Work request: Your reply must hold the lines from the one containing "If you could identify the blue" to the end of the entries, copied exactly, with pictures excluded.

"""

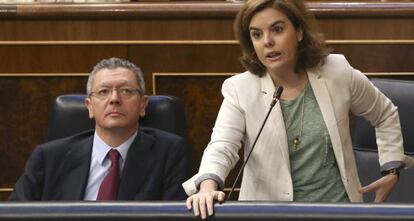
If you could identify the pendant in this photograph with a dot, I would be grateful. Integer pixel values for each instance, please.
(296, 142)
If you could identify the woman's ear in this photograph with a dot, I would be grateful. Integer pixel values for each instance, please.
(299, 34)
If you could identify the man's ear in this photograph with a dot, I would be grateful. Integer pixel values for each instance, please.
(89, 106)
(143, 105)
(299, 34)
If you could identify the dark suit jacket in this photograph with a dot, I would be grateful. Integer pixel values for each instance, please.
(154, 169)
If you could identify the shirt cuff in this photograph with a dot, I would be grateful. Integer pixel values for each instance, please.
(209, 176)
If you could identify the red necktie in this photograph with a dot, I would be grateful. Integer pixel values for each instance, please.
(109, 186)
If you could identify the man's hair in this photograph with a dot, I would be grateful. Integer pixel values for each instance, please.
(113, 63)
(312, 50)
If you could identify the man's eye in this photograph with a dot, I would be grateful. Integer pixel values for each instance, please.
(126, 91)
(103, 91)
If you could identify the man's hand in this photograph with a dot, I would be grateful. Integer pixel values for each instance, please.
(202, 202)
(382, 187)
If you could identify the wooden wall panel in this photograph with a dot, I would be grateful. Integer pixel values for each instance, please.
(48, 58)
(122, 29)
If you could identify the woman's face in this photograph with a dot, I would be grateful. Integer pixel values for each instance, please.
(275, 40)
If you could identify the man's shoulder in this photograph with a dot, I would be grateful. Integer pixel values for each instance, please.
(159, 134)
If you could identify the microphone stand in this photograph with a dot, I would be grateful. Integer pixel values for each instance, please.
(275, 98)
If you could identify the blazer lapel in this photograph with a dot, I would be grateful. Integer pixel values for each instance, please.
(325, 103)
(137, 166)
(275, 121)
(75, 170)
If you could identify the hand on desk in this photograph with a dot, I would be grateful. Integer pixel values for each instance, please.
(202, 202)
(382, 187)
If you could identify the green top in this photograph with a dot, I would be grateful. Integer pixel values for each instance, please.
(315, 173)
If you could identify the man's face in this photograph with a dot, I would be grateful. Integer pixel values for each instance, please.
(115, 102)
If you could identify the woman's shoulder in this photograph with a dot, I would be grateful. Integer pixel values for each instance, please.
(243, 78)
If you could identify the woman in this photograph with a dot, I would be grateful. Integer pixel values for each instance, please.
(305, 151)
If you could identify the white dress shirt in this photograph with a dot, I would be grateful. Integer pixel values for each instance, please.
(100, 164)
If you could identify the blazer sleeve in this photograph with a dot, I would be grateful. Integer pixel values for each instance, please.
(221, 154)
(30, 185)
(176, 171)
(373, 105)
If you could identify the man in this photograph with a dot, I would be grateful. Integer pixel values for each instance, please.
(116, 161)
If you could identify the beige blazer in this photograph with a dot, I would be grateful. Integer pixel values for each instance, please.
(338, 89)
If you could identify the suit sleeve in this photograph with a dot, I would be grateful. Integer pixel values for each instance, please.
(176, 171)
(30, 185)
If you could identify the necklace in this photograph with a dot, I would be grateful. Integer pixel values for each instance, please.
(296, 140)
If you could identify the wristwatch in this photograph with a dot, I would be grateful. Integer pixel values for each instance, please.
(395, 171)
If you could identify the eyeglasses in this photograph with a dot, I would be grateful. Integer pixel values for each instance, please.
(123, 92)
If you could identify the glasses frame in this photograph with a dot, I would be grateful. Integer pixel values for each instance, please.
(117, 89)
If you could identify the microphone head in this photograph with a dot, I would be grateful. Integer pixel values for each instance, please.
(276, 95)
(278, 92)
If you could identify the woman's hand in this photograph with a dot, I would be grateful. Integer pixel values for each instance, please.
(202, 202)
(382, 187)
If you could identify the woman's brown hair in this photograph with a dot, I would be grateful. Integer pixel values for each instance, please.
(312, 50)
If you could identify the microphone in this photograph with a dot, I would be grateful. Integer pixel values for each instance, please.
(276, 96)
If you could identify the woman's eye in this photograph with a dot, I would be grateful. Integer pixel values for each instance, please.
(278, 29)
(126, 91)
(255, 34)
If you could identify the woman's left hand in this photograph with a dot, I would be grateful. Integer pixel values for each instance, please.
(382, 187)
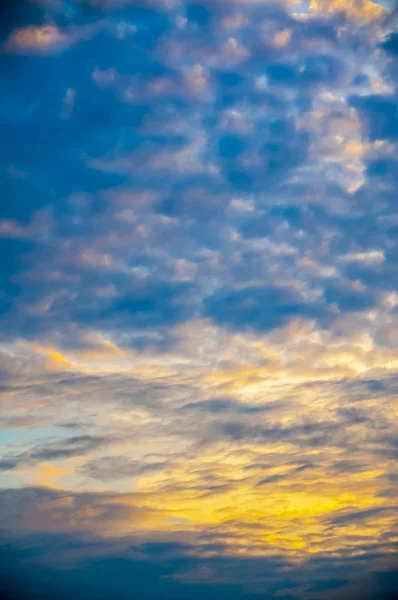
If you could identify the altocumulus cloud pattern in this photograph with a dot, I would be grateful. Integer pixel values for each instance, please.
(199, 300)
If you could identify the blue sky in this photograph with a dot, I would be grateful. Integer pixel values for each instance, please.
(198, 299)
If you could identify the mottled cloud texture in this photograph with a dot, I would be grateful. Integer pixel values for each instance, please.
(199, 300)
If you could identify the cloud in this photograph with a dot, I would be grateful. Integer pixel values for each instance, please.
(198, 363)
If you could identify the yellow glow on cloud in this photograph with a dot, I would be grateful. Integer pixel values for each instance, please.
(33, 38)
(363, 10)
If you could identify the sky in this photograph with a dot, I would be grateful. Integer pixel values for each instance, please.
(198, 300)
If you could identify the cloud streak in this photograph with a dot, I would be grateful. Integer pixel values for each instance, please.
(198, 308)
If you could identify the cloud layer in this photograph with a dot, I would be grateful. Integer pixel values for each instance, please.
(198, 309)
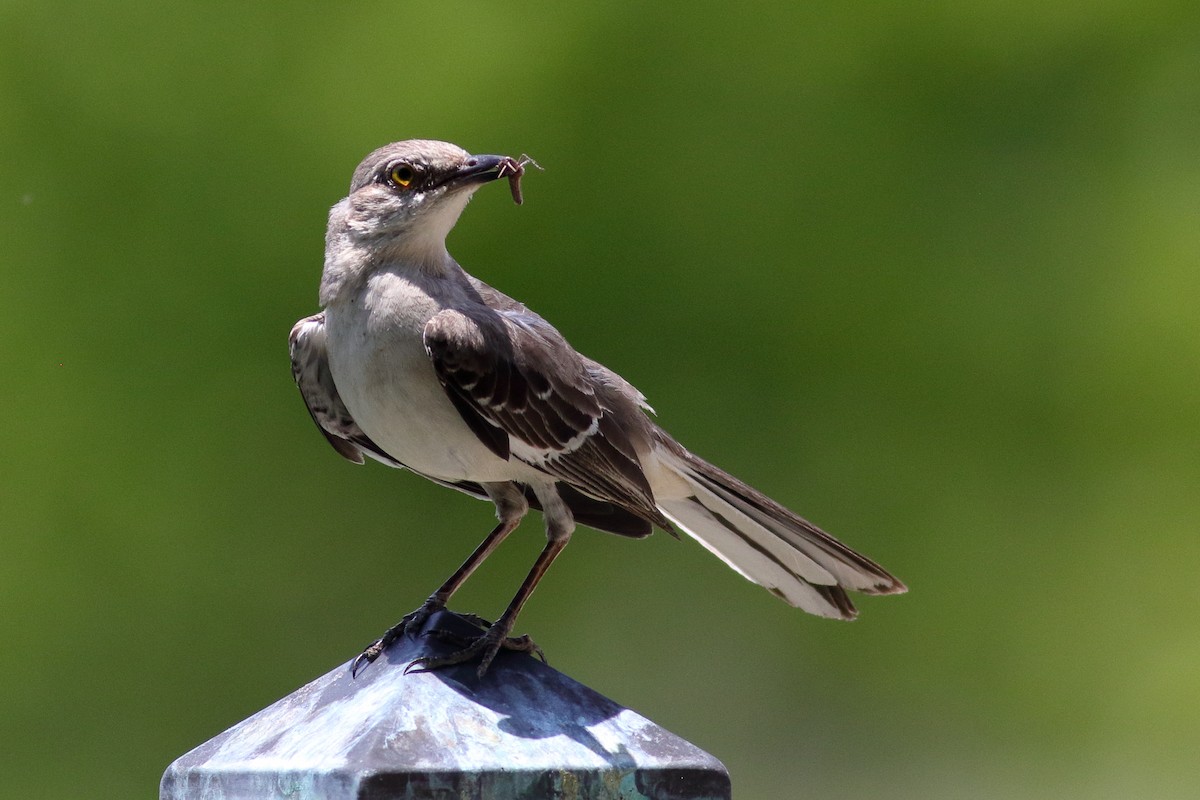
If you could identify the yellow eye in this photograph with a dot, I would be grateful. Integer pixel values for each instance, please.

"""

Exercise solution:
If you could identify the blue sky in this photograph with a dot, I would be grateful. Integer pixel values for each instance, please.
(198, 299)
If you could identify the mottled cloud texture in this photograph with a dot, I would be grateful. Integer pixel values for each instance, please.
(199, 300)
If you could identify the cloud in this photograph with a dot, I would be grateful. Integer pixel values for each instance, please.
(198, 363)
If you could identify the yellow glow on cloud in this photograph with a dot, I would be grateful. Integer pixel values for each instance, please.
(33, 38)
(363, 10)
If you could identify the sky in this photograph with a dot, I would be grateful. Integer pixel values for each instance, please.
(198, 300)
If you could identify the cloud streak in this photograph with a dot, I would be grateful. Integer pixel values for each instance, please.
(198, 308)
If you could identify the cloud layer in this photograph with a dot, I would be grateful. Integer pixel values for each instance, please.
(198, 309)
If you could identify the yellow eye in this photograph with a dot, I would be grateful. Integer pixel values for each instance, please.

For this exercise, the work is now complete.